### [TASK PROMPT]
Rewrite the records from the line with "One point per instance of the thumb, the" up to and including the line with "pixel 115 139", requests included, and add -17 to every pixel coordinate in the answers.

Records
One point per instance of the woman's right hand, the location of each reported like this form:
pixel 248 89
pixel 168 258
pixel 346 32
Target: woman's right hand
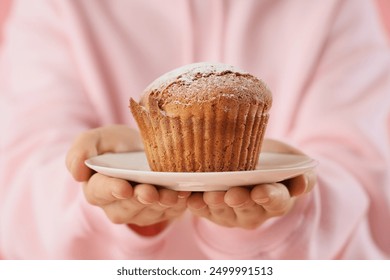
pixel 145 208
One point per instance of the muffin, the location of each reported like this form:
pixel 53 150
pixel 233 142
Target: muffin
pixel 203 117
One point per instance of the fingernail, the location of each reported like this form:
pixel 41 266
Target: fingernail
pixel 163 205
pixel 143 201
pixel 117 196
pixel 262 200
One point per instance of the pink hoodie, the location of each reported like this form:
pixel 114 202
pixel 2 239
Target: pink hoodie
pixel 73 65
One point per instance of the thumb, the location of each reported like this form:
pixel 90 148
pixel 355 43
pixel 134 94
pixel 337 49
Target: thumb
pixel 115 139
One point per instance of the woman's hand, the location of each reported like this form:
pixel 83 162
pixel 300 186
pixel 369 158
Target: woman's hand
pixel 248 208
pixel 145 208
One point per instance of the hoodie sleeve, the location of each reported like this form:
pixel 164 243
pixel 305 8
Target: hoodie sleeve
pixel 43 107
pixel 341 120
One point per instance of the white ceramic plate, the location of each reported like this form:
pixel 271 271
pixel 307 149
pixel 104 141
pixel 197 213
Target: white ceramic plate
pixel 272 167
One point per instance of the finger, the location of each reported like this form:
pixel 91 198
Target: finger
pixel 197 206
pixel 248 214
pixel 274 198
pixel 146 194
pixel 117 138
pixel 301 184
pixel 196 202
pixel 214 199
pixel 101 190
pixel 167 198
pixel 84 147
pixel 238 197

### [WRITTEN RESPONSE]
One point per instance of the thumb, the location of each reported like this form:
pixel 90 148
pixel 355 43
pixel 134 94
pixel 337 49
Target: thumb
pixel 98 122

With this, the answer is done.